» **Task goal**: Without including any pictures, reproduce all the lines below word for word.

Records supplied section start

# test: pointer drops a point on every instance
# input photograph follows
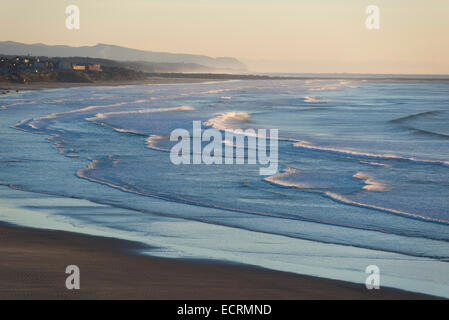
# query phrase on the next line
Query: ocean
(363, 173)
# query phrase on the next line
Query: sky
(268, 35)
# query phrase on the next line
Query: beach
(34, 261)
(90, 167)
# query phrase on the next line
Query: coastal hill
(118, 53)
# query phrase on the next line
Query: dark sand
(33, 262)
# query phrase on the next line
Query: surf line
(255, 142)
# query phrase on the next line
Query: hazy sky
(269, 35)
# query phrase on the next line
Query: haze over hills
(113, 52)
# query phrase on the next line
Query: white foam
(346, 200)
(224, 120)
(371, 183)
(152, 142)
(282, 179)
(309, 145)
(142, 111)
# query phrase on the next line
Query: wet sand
(33, 263)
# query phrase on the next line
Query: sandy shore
(33, 262)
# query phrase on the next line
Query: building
(64, 65)
(79, 67)
(94, 67)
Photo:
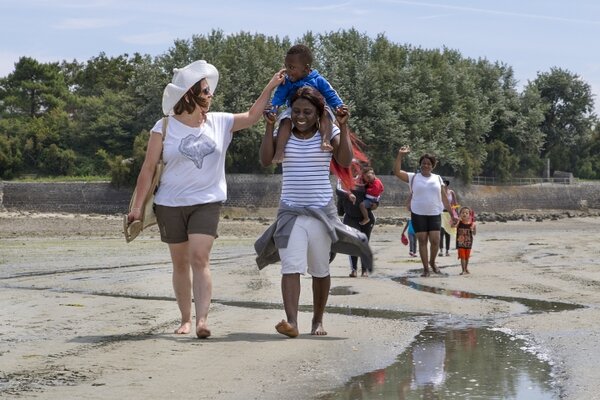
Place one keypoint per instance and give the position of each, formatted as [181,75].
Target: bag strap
[164,132]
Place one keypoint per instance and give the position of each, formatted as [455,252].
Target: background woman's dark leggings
[446,235]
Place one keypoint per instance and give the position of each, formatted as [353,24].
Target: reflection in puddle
[469,362]
[534,306]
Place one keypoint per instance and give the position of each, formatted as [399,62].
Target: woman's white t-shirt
[194,161]
[427,194]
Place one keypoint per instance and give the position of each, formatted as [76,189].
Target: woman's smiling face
[304,115]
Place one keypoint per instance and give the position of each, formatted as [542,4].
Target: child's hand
[270,114]
[342,114]
[277,79]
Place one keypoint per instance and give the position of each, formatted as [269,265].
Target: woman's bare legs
[182,285]
[191,273]
[290,291]
[434,242]
[422,240]
[200,247]
[321,288]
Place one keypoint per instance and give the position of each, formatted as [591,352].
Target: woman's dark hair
[191,100]
[302,51]
[313,95]
[430,157]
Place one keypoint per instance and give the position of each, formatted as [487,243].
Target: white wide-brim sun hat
[186,77]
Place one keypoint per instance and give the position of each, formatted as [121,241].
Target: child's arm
[267,145]
[331,97]
[281,93]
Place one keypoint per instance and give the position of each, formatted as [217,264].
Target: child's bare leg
[326,130]
[283,135]
[463,265]
[364,212]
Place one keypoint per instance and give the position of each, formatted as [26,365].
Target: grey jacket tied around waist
[344,239]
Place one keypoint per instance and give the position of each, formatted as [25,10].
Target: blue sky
[529,35]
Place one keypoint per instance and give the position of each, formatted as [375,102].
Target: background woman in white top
[193,186]
[306,207]
[428,200]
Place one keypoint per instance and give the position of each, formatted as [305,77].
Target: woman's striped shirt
[306,172]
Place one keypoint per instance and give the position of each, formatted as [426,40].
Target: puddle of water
[360,312]
[342,291]
[534,306]
[470,362]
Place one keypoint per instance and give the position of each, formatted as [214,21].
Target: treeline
[92,118]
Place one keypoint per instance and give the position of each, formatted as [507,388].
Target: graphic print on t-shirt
[196,148]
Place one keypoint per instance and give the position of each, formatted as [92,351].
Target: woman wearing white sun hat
[193,186]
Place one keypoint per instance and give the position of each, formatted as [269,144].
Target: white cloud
[494,12]
[149,39]
[87,23]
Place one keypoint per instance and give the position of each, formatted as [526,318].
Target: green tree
[568,119]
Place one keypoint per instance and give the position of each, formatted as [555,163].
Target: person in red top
[465,230]
[373,189]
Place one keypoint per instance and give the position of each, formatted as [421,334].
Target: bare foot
[184,329]
[318,329]
[325,146]
[287,329]
[202,332]
[434,268]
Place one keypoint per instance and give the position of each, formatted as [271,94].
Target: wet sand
[85,315]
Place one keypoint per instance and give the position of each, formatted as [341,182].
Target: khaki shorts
[308,248]
[176,223]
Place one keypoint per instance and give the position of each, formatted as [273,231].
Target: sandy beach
[86,316]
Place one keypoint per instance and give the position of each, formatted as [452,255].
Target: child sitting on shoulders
[299,73]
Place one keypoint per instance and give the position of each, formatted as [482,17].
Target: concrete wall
[263,191]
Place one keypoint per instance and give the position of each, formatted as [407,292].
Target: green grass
[34,178]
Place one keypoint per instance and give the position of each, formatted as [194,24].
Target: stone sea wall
[263,191]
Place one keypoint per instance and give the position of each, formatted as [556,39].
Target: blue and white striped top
[306,172]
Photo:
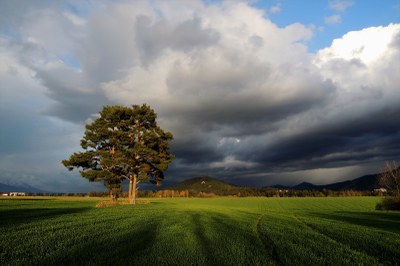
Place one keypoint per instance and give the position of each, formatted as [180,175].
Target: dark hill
[205,184]
[367,182]
[19,188]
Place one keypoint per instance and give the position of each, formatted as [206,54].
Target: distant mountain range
[367,182]
[20,188]
[213,185]
[205,184]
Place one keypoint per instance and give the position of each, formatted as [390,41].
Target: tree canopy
[123,143]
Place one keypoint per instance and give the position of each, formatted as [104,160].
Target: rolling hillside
[367,182]
[205,184]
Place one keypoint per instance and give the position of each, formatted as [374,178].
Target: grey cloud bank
[245,100]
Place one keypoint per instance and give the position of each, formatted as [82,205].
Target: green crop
[217,231]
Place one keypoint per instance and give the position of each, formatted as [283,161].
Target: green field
[218,231]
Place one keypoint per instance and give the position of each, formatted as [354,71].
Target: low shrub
[389,203]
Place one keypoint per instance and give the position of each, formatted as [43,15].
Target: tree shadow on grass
[389,221]
[127,248]
[18,216]
[225,241]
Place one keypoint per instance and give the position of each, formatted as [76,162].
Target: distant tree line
[244,192]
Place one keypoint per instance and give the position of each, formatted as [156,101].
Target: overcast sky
[255,92]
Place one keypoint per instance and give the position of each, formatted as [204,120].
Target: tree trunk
[130,189]
[134,189]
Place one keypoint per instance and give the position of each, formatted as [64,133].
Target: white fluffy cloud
[241,95]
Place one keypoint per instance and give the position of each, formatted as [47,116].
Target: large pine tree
[123,143]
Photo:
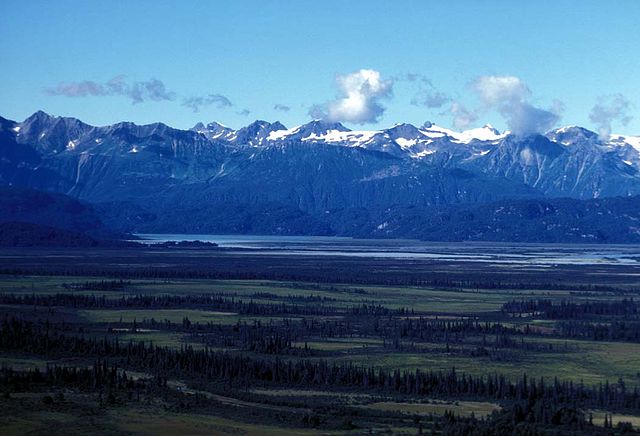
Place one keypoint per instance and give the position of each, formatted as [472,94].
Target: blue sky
[238,61]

Records supplied section end

» **Completed exercise**:
# test: pointer drops a point on every instance
# input photograph follows
# query phrase on the next line
Query: ocean
(363, 173)
# query phrase on the next line
Query: sky
(268, 35)
# query phrase on the next line
Query: beach
(34, 261)
(90, 167)
# query phrase on the next line
Query: coastal hill
(118, 53)
# query phrase on the next line
Query: dark sand
(33, 262)
# query phrase on the next line
Query: surf line
(255, 142)
# query phrase on the next line
Query: hazy sky
(269, 35)
# query phrase on the next line
Query: haze over hills
(113, 52)
# query phrase on the next line
Query: white foam
(346, 200)
(224, 120)
(371, 183)
(152, 142)
(282, 179)
(309, 145)
(142, 111)
# query phrase on the next line
Query: wet sand
(33, 263)
# query phrase on the next line
Query: sandy shore
(33, 262)
# query phrase on the next line
Query: building
(64, 65)
(79, 67)
(94, 67)
Photo:
Place one keypoint per instance and give the position of each, formatted as [181,75].
Target: bag strap
[164,132]
Place one keypoint per instance and give the position of each, formatted as [455,252].
Target: background woman's dark leggings
[446,235]
Place one keypoint per instance and give the position of each, formatted as [353,24].
Target: reflection in puddle
[469,362]
[534,306]
Place one keypoint per instance and give the position of each, formatted as [399,62].
Target: woman's white t-shirt
[194,161]
[427,194]
Place one keypoint per instance and give the position of each, formatted as [76,189].
Target: woman's smiling face
[304,115]
Place one keypoint per instance and give the position of each, formatted as [542,4].
Target: child's hand
[270,114]
[342,114]
[277,79]
Place one keypoint per instance and give the position of each, formatted as [269,265].
Target: woman's bare legs
[182,285]
[191,273]
[290,291]
[434,242]
[422,240]
[200,247]
[321,288]
Place one keypoint per instance and give the position of each, formatted as [591,352].
Target: woman's dark hair
[191,100]
[302,51]
[313,95]
[430,157]
Place one keypoint per instance and give the position of each, formatted as [487,243].
Target: white wide-brim sun hat
[186,77]
Place one keypoint per instance and give the position of each, formatted as [121,241].
Target: child's arm
[267,145]
[331,97]
[281,93]
Place one keypoint per instance and give the position of each, formatted as [217,264].
Target: child's bare leg
[326,130]
[283,135]
[463,265]
[364,212]
Place one keypoint per instance and give the position of each, formatted as [26,365].
Target: grey jacket tied around waist
[344,239]
Place one keypoint per instance and give the position of each, formatted as [25,10].
Target: blue sky
[529,35]
Place one keypoint per instance and give the position of each, formatted as [375,102].
Target: background woman in white top
[193,186]
[306,207]
[428,200]
Place one keypoint per instance and give the position of each, formatted as [305,77].
Target: woman's striped shirt
[306,172]
Place one keypoint per instance and give the position of each, formatted as [426,40].
Target: puddle of water
[360,312]
[342,291]
[534,306]
[470,362]
Place one keypoint per instance and give the position of each, formatted as [214,21].
Target: treeline
[92,118]
Place one keypoint per instance and give the position of each, formatted as [507,388].
Target: graphic print on t-shirt
[196,148]
Place one keypoint per instance and give the position of each, formatted as [92,351].
Target: woman wearing white sun hat
[193,186]
Place one keypoint per instance and give the position of each, formatted as [269,144].
Target: white cloud
[494,12]
[149,39]
[87,23]
Place one keypoint per instance and give the position of each, formatted as [526,318].
Target: green tree
[568,119]
Place one keypoint per instance and give the position of each, formatted as [555,163].
Target: person in red top
[465,230]
[373,189]
Place one keypoint per instance and give the position of each, formatted as [421,334].
Target: bare foot
[184,329]
[318,329]
[325,146]
[287,329]
[202,332]
[434,268]
Place one keypoint per instance and give the position of each, formatted as [271,94].
Target: wet sand
[85,315]
Place one keypoint per instance and give the position of each, formatted as [341,182].
Target: khaki shorts
[308,248]
[176,223]
Place one keypoint per instance and give the position of each, formatted as [273,231].
Target: sandy beach
[86,316]
Place one keypoint per instance and give the position of each, formatted as [452,255].
Target: child sitting on shoulders
[299,73]
Place one keypoint per instance and give the position of each, formatted as [482,17].
Target: concrete wall
[263,191]
Place one keypoint per instance and give the position of each, formatted as [407,292].
Target: green grass
[34,178]
Place one keypoint per instance and give the position of each, formatted as [194,24].
Target: stone sea wall
[263,191]
Place one keypoint per instance and give the position of each, formatted as [556,39].
Target: blue and white striped top
[306,172]
Photo:
Place one keypoint per instance and give the position of each, formatted as [180,175].
Target: dark hill
[205,184]
[367,182]
[19,188]
Place one keypoint per instance and give the position of each, formatted as [206,54].
Target: distant mountain range
[367,182]
[20,188]
[213,185]
[205,184]
Place one keypoint per instance and give the position of each, formatted as [390,41].
Target: tree canopy
[123,143]
Place one keypoint per instance and give the position of each, formatted as [104,160].
Target: rolling hillside
[367,182]
[205,184]
Place one keypoint per instance and give the position of each, formatted as [374,178].
Target: grey cloud bank
[245,100]
Place one keypoint per instance and give the position of each, formatted as [82,205].
Target: green crop
[217,231]
Place one keypoint per instance and give the position of each, formatted as [283,161].
Target: green field
[218,231]
Place one keypoint per instance and give the position of each, formatted as [354,71].
Target: low shrub
[389,203]
Place one keypoint per instance and give the position of each, formatted as [43,15].
Target: tree shadow on grass
[389,221]
[127,248]
[18,216]
[225,241]
Place one keypoint per instance and give the position of each, formatted as [76,162].
Target: distant tree line
[244,192]
Place one keypoint per instance and give the position of each, formatted as [156,101].
Target: overcast sky
[255,92]
Place one keypoint per instance and give the position of each, formatted as [204,120].
Target: tree trunk
[130,189]
[134,189]
Place one keypoint per instance and give the position of each, formatted as [64,133].
Target: white fluffy cloud
[241,95]
Place one keypoint per instance and give the position of each, formatted as [47,116].
Target: large pine tree
[123,143]
Photo:
Place one keypoint per instance and give the position of each, formatted as [472,94].
Target: blue sky
[238,61]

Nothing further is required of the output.